◆ **OBJECTIVE**: Convert the rows below into a JSON list of strings, one string per line, with blank lines omitted.

* begin *

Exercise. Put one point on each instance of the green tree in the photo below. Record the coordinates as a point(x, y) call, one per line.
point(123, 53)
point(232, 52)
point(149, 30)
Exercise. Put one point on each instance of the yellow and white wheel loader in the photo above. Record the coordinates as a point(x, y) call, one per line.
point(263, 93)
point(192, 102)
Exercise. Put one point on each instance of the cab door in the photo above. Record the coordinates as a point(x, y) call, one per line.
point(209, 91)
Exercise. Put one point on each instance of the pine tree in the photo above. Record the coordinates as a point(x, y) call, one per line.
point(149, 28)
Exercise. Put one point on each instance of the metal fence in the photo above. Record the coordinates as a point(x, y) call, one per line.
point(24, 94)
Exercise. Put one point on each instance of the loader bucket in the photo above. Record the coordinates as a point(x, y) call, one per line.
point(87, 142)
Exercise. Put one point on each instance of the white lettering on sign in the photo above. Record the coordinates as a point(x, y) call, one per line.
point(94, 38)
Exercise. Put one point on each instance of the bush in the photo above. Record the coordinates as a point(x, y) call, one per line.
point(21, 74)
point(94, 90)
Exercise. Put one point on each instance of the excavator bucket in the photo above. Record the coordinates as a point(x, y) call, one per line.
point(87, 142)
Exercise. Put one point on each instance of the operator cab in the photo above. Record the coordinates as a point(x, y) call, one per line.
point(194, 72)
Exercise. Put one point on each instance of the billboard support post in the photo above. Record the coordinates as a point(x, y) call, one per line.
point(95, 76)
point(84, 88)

* end *

◆ **RESPONSE TO THIS TASK**:
[
  "Exercise. Put one point on each instance of the green tree in the photo below. Record the coordinates as a point(x, y) call, one per line.",
  "point(123, 53)",
  "point(232, 52)",
  "point(149, 30)",
  "Exercise. Put one point on each instance of the yellow and white wheel loader in the photo above. Record the coordinates as a point(x, y) call, one per line.",
  "point(263, 93)",
  "point(192, 102)",
  "Exercise. Put one point on each instance of the cab door in the photo above. Record the coordinates as a point(x, y) call, one per line.",
  "point(209, 91)",
  "Exercise. Put one point on each instance of the pine tree in the photo above. Record the coordinates as a point(x, y) call, one per line.",
  "point(149, 28)",
  "Exercise. Put one point on each instance of the metal fence in the photo above. Record the coordinates as a point(x, y) call, one per line.",
  "point(24, 94)",
  "Exercise. Put one point on each instance of the loader bucket in the photo above. Record the coordinates as a point(x, y) call, one per line.",
  "point(87, 142)",
  "Exercise. Put one point on each instance of the white lettering on sign in the photo above. Record the coordinates as a point(x, y) call, one per line.",
  "point(94, 38)",
  "Exercise. Put one point on each instance of the bush in the photo above. Record the coordinates as a point(x, y) call, one per line.",
  "point(21, 74)",
  "point(94, 90)",
  "Exercise. Put one point on each instance of the excavator bucket in the photo above. Record the coordinates as a point(x, y) call, one per line.",
  "point(87, 142)",
  "Exercise. Put one point on each instance of the operator cab in the photo above. Record the coordinates as a point(x, y) call, one per line.",
  "point(194, 72)",
  "Exercise. Put one point on each instance of the billboard support post in the photo above. Record the coordinates as a point(x, y) call, one per line.",
  "point(95, 76)",
  "point(84, 88)"
]